--- Start ---
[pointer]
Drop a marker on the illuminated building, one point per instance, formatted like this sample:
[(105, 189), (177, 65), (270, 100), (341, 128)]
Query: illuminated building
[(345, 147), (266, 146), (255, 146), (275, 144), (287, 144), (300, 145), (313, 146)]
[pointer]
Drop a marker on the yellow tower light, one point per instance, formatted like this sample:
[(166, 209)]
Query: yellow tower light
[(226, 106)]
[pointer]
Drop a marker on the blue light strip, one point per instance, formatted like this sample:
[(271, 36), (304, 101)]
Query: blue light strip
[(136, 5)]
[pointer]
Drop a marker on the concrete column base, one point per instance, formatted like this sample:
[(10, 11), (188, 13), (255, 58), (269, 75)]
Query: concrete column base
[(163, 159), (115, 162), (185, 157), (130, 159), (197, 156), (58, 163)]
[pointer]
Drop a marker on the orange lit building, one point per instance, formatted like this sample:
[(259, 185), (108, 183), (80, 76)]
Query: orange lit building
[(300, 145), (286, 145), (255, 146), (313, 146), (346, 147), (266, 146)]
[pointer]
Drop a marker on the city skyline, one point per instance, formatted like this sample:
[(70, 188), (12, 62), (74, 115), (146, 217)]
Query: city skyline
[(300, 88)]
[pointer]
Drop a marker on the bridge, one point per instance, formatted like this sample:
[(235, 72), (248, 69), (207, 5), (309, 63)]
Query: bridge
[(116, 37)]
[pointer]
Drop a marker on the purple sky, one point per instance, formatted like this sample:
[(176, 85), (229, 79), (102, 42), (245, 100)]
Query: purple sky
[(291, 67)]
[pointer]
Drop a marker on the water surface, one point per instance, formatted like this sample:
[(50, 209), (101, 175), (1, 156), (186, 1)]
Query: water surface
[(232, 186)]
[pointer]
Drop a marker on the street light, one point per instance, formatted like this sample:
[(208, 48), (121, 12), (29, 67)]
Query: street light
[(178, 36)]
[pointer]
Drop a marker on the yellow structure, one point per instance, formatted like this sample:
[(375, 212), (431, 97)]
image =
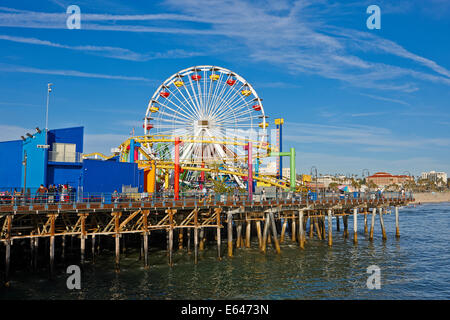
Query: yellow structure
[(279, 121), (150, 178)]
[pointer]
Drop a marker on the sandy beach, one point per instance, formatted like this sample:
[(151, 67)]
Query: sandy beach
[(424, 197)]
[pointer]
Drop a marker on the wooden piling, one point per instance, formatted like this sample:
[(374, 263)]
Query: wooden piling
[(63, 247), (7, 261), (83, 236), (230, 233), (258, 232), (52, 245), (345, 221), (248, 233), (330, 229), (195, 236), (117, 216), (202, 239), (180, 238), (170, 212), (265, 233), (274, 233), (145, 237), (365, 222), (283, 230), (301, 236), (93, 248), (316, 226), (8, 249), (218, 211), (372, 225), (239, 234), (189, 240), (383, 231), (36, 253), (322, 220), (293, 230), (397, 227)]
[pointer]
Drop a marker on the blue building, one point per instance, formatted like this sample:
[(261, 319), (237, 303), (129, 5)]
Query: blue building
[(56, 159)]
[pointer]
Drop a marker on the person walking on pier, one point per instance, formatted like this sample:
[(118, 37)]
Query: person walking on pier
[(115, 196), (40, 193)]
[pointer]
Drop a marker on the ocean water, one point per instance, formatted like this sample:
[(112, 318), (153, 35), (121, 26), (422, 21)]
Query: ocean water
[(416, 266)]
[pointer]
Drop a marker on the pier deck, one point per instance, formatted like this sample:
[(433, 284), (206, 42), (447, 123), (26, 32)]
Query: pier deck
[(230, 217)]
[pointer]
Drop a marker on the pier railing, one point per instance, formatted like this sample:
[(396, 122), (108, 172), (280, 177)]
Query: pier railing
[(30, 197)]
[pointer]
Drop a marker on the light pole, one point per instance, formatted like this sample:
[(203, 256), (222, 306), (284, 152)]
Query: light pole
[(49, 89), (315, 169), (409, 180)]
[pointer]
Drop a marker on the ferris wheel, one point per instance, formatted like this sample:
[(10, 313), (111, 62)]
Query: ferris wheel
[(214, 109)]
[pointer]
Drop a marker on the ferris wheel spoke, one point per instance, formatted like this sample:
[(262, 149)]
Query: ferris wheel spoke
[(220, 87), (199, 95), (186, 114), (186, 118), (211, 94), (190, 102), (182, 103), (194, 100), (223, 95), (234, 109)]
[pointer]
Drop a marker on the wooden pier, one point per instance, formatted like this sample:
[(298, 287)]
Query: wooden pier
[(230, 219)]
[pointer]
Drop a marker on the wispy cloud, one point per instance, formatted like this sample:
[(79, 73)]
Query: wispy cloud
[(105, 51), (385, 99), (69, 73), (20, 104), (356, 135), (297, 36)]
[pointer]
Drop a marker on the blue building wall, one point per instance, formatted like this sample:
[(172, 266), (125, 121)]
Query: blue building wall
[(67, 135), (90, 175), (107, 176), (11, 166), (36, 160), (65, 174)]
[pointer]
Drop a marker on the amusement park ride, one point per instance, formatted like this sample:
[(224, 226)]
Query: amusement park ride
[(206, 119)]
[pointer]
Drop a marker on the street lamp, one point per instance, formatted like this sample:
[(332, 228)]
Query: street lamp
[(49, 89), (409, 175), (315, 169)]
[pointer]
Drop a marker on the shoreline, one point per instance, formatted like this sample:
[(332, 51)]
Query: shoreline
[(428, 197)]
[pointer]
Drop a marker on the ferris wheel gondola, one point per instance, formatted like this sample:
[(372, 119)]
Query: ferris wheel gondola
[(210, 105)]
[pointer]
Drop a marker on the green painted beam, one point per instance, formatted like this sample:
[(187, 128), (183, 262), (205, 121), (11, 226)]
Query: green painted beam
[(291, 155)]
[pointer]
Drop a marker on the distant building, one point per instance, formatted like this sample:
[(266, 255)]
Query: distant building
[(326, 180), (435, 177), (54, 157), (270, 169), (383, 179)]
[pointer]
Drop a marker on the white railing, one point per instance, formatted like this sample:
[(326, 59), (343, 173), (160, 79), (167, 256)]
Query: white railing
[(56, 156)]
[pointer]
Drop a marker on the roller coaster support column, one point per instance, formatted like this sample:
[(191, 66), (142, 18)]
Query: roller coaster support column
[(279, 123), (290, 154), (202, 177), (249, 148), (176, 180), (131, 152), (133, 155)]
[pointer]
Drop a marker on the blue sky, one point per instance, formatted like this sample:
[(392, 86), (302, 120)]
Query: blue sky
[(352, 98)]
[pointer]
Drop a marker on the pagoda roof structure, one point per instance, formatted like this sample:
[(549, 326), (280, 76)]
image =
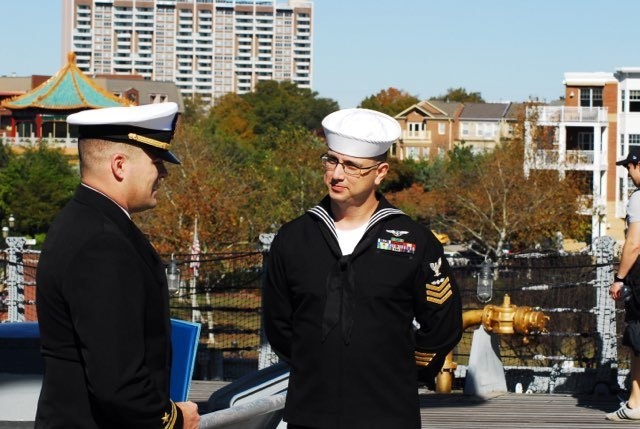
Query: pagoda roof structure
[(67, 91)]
--- End ---
[EXERCISE]: Starting with the first row and going on through the line with "145), (313, 146)]", write those lines out again in full, requests included. Scale every point coordinate in the answers by 1.8 and round to whole numbers, with halves rounded up, but leave the numbers in the requests and their format samples unchanged.

[OUTPUT FOR THIS TASK]:
[pointer]
Drop a marker on the illuminated building, one point per instance, formatted like this sample:
[(105, 189), (177, 65), (270, 100), (341, 128)]
Query: illuminated building
[(621, 265), (479, 263), (459, 263), (495, 259), (517, 259), (540, 261), (563, 263)]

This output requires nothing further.